Filtra le voci qui sotto e riporta ogni riga che contiene la parola "chair".
● ● ● ● ●
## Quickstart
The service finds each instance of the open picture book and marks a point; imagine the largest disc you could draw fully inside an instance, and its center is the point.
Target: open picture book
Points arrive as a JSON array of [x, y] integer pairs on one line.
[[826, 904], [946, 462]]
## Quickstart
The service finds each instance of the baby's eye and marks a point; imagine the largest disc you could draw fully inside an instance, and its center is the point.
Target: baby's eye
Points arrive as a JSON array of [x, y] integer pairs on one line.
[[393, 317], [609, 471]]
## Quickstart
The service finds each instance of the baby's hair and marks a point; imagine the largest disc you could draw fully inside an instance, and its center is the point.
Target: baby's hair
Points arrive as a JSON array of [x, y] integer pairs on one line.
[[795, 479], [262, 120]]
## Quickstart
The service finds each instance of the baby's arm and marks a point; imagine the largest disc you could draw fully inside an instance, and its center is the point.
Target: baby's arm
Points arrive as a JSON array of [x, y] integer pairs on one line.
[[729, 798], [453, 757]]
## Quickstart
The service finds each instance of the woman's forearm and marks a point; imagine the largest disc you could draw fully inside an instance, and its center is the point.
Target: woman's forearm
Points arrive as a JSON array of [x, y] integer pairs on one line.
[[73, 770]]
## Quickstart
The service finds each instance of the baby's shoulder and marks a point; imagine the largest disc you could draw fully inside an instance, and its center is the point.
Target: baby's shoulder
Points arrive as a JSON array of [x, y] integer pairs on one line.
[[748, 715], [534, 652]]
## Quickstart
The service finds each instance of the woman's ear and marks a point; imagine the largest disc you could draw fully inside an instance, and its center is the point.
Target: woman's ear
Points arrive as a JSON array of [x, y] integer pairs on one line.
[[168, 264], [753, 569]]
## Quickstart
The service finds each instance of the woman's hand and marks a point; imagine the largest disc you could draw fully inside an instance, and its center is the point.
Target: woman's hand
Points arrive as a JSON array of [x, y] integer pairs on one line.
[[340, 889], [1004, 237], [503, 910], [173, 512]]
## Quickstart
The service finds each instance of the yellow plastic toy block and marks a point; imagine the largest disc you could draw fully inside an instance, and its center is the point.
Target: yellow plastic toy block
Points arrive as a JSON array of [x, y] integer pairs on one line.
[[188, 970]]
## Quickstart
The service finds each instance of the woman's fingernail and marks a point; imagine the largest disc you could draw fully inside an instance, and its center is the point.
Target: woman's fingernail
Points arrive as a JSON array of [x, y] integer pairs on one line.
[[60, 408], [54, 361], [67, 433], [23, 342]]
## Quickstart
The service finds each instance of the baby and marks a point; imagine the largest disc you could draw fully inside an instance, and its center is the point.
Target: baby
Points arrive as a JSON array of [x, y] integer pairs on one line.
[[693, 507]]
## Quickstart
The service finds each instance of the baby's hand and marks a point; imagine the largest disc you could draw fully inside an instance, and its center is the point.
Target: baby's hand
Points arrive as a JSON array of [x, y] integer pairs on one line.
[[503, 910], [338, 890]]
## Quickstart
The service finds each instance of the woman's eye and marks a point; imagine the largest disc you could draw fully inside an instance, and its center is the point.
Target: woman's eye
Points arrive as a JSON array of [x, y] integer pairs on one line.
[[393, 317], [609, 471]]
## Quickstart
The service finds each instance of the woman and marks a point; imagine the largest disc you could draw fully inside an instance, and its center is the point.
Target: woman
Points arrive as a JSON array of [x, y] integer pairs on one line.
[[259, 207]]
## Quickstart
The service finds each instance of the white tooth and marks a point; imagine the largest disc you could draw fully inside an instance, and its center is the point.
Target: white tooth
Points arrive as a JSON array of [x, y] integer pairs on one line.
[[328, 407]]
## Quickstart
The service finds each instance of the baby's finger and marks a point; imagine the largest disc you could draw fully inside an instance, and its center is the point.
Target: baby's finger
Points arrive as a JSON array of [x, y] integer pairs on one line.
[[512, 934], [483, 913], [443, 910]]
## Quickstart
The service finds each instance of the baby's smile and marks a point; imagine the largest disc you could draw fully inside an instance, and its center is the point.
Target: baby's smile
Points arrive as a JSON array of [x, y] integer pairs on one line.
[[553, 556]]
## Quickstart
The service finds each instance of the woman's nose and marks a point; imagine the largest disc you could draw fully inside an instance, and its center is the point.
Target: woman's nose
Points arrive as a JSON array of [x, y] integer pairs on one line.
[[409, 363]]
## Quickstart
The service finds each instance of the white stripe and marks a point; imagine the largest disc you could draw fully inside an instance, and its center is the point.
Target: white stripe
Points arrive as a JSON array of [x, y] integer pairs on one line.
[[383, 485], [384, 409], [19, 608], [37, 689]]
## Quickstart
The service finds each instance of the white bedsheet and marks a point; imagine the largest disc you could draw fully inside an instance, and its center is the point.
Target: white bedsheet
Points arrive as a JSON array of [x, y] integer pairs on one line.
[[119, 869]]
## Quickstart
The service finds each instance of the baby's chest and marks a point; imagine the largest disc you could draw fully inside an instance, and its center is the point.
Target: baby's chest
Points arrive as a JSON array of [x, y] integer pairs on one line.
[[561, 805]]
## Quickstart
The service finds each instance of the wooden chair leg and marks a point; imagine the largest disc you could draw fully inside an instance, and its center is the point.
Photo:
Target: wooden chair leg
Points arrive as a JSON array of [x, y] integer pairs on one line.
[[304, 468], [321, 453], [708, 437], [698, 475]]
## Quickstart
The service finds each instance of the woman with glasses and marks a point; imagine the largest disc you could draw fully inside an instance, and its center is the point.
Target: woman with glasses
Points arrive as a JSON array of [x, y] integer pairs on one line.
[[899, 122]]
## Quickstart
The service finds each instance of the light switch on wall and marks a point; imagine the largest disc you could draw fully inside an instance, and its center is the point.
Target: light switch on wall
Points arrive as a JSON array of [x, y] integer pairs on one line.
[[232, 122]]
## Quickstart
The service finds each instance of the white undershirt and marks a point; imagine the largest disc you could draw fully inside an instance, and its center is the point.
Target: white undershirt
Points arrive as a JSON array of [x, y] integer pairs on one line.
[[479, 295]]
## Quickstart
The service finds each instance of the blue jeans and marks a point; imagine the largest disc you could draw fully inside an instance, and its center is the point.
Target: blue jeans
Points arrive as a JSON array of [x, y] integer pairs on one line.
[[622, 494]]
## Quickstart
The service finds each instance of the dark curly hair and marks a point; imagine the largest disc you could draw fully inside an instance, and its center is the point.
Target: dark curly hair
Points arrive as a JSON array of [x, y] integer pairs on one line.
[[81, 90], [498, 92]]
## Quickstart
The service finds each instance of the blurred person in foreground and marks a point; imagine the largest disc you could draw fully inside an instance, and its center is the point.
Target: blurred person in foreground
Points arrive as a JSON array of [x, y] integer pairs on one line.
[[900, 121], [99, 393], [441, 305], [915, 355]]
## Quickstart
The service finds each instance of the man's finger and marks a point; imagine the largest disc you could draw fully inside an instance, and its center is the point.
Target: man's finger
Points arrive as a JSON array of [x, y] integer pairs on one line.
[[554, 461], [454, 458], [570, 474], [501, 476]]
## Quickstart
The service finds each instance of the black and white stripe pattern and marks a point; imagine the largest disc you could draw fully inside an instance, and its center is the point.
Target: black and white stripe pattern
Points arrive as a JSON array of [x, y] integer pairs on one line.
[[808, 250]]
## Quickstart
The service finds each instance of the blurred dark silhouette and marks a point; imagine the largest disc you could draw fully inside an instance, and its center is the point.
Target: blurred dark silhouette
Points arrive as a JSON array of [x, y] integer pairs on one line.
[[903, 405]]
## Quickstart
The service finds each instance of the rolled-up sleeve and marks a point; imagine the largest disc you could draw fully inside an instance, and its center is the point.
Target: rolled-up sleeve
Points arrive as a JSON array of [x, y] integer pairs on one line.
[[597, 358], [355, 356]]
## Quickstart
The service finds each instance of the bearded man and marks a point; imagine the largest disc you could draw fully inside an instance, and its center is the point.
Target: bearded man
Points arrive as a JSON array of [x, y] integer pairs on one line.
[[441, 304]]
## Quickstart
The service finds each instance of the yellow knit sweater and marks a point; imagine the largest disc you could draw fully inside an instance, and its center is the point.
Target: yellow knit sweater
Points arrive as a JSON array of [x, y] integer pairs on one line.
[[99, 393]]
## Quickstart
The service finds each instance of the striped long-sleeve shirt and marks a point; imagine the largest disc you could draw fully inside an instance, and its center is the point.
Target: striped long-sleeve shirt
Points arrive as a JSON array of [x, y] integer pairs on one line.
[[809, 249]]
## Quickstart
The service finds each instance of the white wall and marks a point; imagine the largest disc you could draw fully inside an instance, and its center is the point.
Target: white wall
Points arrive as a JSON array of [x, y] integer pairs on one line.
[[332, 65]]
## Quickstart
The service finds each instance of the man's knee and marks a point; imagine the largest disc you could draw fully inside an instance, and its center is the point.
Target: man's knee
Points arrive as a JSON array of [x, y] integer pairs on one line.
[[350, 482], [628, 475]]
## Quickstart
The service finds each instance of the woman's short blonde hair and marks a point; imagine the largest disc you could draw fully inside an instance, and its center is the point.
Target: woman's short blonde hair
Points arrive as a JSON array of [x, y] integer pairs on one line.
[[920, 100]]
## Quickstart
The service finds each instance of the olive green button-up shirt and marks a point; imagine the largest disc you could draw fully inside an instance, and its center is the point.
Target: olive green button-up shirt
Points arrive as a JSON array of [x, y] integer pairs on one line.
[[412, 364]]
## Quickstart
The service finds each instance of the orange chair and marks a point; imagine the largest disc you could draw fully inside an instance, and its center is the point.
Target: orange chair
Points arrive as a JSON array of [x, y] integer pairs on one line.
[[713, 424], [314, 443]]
● ● ● ● ●
→ RISULTATO DEL COMPITO
The service finds each instance of the wooden chair leg and marks a point; imagine the largest disc you could draw fully inside an instance, and its center is the point.
Target: wooden chair leg
The service finds each instance of the orange chair and marks a point; imagine the largest disc you could draw fully inside an instance, and its center is the point.
Target: orange chair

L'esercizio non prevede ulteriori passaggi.